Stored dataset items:

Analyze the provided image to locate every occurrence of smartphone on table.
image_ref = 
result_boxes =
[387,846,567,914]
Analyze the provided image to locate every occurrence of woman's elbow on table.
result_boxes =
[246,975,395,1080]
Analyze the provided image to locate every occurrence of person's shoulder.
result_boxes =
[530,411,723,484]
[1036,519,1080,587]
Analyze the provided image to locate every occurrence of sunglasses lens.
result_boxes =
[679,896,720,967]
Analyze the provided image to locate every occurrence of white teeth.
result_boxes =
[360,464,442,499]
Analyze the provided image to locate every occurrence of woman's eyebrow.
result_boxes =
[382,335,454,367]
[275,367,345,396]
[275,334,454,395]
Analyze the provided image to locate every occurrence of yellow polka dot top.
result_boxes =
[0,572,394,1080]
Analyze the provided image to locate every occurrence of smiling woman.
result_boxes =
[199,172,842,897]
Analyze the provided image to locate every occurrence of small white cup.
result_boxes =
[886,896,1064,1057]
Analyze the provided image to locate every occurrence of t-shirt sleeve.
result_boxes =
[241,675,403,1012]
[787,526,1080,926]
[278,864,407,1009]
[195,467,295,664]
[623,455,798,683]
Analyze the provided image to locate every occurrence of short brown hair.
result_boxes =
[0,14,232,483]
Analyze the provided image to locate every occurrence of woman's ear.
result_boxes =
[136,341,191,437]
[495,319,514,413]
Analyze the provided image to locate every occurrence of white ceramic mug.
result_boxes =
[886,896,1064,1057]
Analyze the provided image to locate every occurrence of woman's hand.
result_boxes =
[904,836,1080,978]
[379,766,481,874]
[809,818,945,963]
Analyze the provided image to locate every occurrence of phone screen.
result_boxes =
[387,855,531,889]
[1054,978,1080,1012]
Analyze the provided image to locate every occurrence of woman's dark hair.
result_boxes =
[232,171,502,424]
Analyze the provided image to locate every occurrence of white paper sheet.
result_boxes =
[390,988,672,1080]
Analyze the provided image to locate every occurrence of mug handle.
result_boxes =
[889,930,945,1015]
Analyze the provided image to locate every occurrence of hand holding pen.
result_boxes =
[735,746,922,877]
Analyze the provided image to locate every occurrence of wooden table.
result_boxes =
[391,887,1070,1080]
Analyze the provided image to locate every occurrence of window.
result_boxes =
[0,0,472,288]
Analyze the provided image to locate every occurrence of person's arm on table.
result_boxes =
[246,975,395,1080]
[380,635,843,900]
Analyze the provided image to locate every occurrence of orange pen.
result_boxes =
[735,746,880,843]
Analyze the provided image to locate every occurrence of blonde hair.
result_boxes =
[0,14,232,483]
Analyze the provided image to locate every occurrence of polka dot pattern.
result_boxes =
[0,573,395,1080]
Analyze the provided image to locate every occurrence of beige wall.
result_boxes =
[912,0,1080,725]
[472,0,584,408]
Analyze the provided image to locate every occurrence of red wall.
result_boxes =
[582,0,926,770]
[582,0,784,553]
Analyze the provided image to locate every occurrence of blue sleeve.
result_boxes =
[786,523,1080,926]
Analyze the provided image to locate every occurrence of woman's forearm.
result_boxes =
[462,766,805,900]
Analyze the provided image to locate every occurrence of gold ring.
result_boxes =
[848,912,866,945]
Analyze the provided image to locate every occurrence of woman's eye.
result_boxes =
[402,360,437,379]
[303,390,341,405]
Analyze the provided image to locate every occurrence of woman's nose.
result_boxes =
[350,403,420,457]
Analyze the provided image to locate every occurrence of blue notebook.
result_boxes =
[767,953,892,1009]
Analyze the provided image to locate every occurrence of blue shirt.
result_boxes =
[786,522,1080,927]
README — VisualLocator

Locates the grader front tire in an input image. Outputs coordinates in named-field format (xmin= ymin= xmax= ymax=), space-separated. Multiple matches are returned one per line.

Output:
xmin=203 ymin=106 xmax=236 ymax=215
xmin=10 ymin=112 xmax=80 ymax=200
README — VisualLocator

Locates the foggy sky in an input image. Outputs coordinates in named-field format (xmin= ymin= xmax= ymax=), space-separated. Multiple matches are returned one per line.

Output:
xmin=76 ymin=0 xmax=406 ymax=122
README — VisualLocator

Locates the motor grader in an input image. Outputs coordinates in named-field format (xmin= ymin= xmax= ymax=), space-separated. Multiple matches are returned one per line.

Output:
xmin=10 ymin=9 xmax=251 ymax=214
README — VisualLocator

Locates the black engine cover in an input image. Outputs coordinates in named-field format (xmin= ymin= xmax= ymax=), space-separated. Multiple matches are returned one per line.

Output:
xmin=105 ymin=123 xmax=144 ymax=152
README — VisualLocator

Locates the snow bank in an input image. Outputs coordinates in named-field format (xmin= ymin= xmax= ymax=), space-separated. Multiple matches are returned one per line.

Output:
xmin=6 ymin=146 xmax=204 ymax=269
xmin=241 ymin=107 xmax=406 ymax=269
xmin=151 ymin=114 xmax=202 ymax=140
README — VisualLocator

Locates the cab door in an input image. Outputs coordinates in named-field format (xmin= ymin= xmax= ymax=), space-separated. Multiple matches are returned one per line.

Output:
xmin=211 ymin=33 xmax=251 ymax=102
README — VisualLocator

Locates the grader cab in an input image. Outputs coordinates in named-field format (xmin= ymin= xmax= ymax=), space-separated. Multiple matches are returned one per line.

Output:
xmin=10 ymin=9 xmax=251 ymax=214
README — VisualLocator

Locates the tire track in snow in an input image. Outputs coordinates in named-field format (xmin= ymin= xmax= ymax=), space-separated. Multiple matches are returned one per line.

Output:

Objective:
Can you put the lines starting at the one that contains "Analyze the provided image to locate every occurrence of yellow" and ending at the one that contains "[232,171,502,424]", both included, into a JSON list of strings with one string per line and blank lines left out?

Exercise answer:
[
  "Analyze the provided image to locate every occurrence of yellow polka dot top.",
  "result_boxes =",
  "[0,572,394,1080]",
  "Analyze the provided image to locate every occurrence of smiling woman.",
  "result_boxes =",
  "[199,172,842,897]",
  "Analyze the provided image to locate every occurrence of small white cup.",
  "result_boxes =",
  "[886,896,1064,1057]",
  "Analyze the provided image to locate every occurrence of t-shirt sleeve.",
  "result_boxes =",
  "[241,675,403,1012]",
  "[787,526,1080,926]",
  "[278,864,407,1009]",
  "[195,467,295,664]",
  "[623,455,798,683]",
  "Analyze the provided image to locate every occurrence of short brown hair.",
  "result_boxes =",
  "[0,14,232,483]",
  "Analyze the provided image to locate every occurrence of woman's ear.",
  "result_boxes =",
  "[136,341,191,437]",
  "[495,319,514,413]",
  "Analyze the provided image to locate every occurrence of white ceramic mug.",
  "result_boxes =",
  "[886,896,1064,1057]",
  "Analyze the provided image to locate every occurrence of woman's hand.",
  "result_boxes =",
  "[904,836,1080,978]",
  "[379,766,481,874]",
  "[809,818,945,963]",
  "Analyze the provided image to locate every occurrence of phone screen.",
  "result_boxes =",
  "[387,855,531,889]",
  "[1054,978,1080,1012]",
  "Analyze the provided image to locate every occurrence of woman's dark hair.",
  "result_boxes =",
  "[232,171,502,424]"
]